#### WHAT IS EXPECTED:
Copy the records below verbatim, starting at the line that contains "One point marks each instance of the juicy" and continuing through the last line of the records, with both ends included.

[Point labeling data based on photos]
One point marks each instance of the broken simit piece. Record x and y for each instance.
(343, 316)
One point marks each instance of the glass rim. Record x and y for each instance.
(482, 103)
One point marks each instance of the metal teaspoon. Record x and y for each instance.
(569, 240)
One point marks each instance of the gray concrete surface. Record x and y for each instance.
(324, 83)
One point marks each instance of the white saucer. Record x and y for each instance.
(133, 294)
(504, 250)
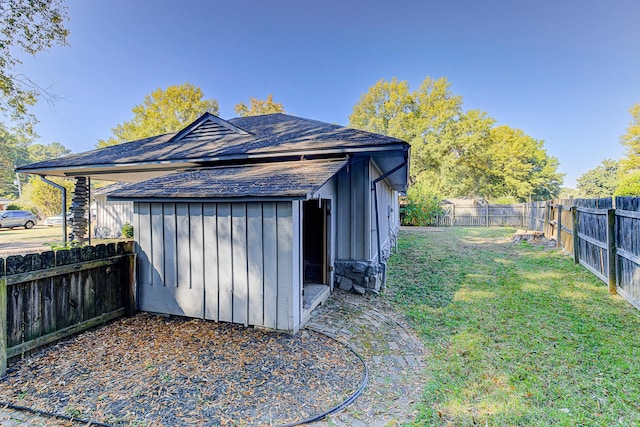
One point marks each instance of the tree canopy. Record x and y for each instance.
(458, 153)
(629, 170)
(13, 152)
(162, 111)
(631, 140)
(41, 152)
(258, 107)
(600, 181)
(26, 26)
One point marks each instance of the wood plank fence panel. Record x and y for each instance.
(592, 250)
(53, 295)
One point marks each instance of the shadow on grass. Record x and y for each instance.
(517, 335)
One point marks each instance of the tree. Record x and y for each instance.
(631, 140)
(519, 166)
(163, 111)
(629, 184)
(456, 153)
(41, 152)
(13, 152)
(26, 26)
(600, 181)
(45, 197)
(258, 107)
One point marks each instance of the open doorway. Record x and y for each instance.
(316, 253)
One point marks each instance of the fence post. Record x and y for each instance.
(546, 225)
(611, 249)
(559, 227)
(487, 213)
(3, 319)
(576, 239)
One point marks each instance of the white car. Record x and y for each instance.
(57, 220)
(10, 219)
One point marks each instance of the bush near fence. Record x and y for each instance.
(49, 296)
(602, 234)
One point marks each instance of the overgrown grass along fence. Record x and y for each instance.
(603, 235)
(487, 215)
(48, 296)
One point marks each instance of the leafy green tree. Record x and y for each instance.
(163, 111)
(457, 153)
(259, 107)
(631, 140)
(26, 26)
(13, 152)
(422, 207)
(600, 181)
(42, 152)
(46, 198)
(629, 184)
(519, 166)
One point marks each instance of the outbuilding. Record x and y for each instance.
(253, 220)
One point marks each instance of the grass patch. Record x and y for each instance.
(515, 334)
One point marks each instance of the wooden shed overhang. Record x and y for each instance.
(212, 141)
(298, 180)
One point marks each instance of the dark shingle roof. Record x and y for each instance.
(211, 138)
(297, 179)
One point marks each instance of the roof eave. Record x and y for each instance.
(110, 168)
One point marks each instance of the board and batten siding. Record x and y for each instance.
(353, 212)
(232, 262)
(389, 212)
(113, 214)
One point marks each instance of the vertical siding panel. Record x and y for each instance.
(240, 284)
(343, 215)
(197, 264)
(189, 302)
(170, 246)
(143, 237)
(270, 264)
(296, 259)
(211, 264)
(285, 267)
(225, 263)
(157, 245)
(254, 260)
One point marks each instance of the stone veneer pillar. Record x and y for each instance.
(79, 204)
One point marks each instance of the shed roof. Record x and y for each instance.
(286, 180)
(211, 139)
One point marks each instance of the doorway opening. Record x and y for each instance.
(316, 254)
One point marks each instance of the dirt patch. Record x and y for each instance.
(533, 237)
(152, 370)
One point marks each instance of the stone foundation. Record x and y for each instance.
(364, 276)
(358, 276)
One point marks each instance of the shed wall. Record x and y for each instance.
(389, 214)
(111, 216)
(232, 262)
(353, 212)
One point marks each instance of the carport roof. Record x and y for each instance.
(284, 180)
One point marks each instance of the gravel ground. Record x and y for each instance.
(153, 370)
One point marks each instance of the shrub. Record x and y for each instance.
(127, 230)
(629, 185)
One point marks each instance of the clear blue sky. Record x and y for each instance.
(564, 71)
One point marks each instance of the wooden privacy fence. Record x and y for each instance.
(48, 296)
(487, 215)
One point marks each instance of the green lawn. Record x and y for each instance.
(515, 334)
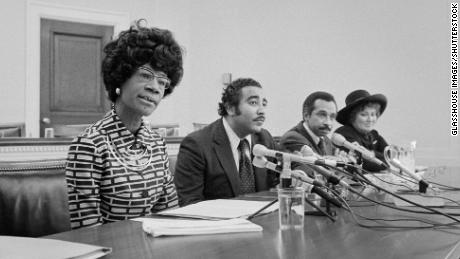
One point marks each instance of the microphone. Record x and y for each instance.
(260, 150)
(262, 162)
(313, 186)
(340, 140)
(423, 185)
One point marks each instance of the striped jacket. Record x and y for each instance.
(113, 175)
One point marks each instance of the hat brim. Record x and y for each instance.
(344, 114)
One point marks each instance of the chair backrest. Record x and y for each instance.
(33, 198)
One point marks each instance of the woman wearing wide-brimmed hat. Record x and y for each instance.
(358, 117)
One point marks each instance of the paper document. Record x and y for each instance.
(220, 209)
(174, 227)
(12, 247)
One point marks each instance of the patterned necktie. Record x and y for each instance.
(322, 147)
(246, 171)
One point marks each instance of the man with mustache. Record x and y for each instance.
(318, 115)
(215, 162)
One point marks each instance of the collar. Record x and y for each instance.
(119, 134)
(232, 137)
(312, 135)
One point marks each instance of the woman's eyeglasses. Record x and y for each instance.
(147, 75)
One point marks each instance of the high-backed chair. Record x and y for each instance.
(33, 198)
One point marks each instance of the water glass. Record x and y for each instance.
(291, 207)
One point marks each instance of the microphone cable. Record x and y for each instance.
(434, 211)
(430, 223)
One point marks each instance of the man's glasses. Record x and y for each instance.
(147, 75)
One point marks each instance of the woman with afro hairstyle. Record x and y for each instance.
(118, 168)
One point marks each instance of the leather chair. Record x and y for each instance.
(33, 198)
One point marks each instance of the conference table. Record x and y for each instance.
(320, 238)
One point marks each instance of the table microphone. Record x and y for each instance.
(340, 140)
(313, 186)
(422, 184)
(260, 150)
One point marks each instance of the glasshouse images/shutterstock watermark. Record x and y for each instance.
(454, 69)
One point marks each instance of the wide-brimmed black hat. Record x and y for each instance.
(356, 98)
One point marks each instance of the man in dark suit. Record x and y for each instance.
(215, 162)
(318, 112)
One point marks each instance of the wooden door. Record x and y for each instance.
(71, 85)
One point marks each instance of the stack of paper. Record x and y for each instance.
(220, 209)
(174, 227)
(12, 247)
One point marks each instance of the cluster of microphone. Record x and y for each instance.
(321, 164)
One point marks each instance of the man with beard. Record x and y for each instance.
(318, 113)
(215, 162)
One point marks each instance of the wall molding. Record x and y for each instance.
(37, 10)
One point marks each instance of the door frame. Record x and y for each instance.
(37, 10)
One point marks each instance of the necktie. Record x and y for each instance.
(322, 147)
(246, 171)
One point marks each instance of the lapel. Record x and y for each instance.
(301, 129)
(224, 154)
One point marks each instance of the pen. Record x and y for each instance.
(262, 209)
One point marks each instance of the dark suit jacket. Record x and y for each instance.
(297, 137)
(206, 170)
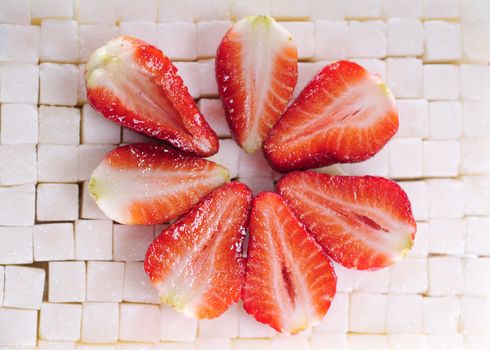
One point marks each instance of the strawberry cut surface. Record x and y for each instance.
(364, 223)
(151, 184)
(343, 115)
(256, 72)
(136, 85)
(289, 281)
(197, 263)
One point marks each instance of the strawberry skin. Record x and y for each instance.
(364, 222)
(289, 280)
(150, 184)
(256, 72)
(343, 115)
(197, 263)
(136, 85)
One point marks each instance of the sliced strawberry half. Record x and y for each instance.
(151, 184)
(197, 263)
(361, 222)
(343, 115)
(135, 84)
(289, 281)
(256, 71)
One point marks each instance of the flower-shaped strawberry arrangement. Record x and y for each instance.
(198, 264)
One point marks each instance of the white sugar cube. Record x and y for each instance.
(405, 77)
(137, 285)
(24, 287)
(441, 158)
(175, 326)
(67, 281)
(290, 9)
(59, 40)
(19, 43)
(442, 41)
(473, 48)
(143, 10)
(90, 210)
(189, 72)
(89, 157)
(372, 281)
(402, 8)
(18, 164)
(53, 242)
(100, 322)
(475, 120)
(367, 313)
(19, 124)
(405, 35)
(12, 334)
(445, 276)
(372, 32)
(406, 158)
(171, 11)
(337, 318)
(58, 84)
(440, 8)
(178, 40)
(57, 202)
(446, 198)
(41, 9)
(57, 163)
(139, 322)
(207, 79)
(17, 205)
(228, 156)
(15, 11)
(225, 326)
(131, 242)
(303, 34)
(441, 82)
(446, 236)
(19, 83)
(413, 117)
(93, 239)
(475, 81)
(475, 315)
(213, 111)
(440, 315)
(477, 276)
(409, 276)
(209, 35)
(15, 245)
(105, 280)
(478, 235)
(93, 36)
(248, 327)
(475, 158)
(60, 322)
(242, 8)
(404, 314)
(331, 40)
(445, 120)
(96, 129)
(146, 31)
(95, 11)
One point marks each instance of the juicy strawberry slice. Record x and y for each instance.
(197, 264)
(361, 222)
(256, 71)
(343, 115)
(136, 85)
(151, 184)
(289, 281)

#### WRITTEN SOLUTION:
One point marks each instance of the juicy strawberry slice. Record x and y for each instance.
(197, 264)
(361, 222)
(256, 71)
(343, 115)
(136, 85)
(151, 184)
(289, 281)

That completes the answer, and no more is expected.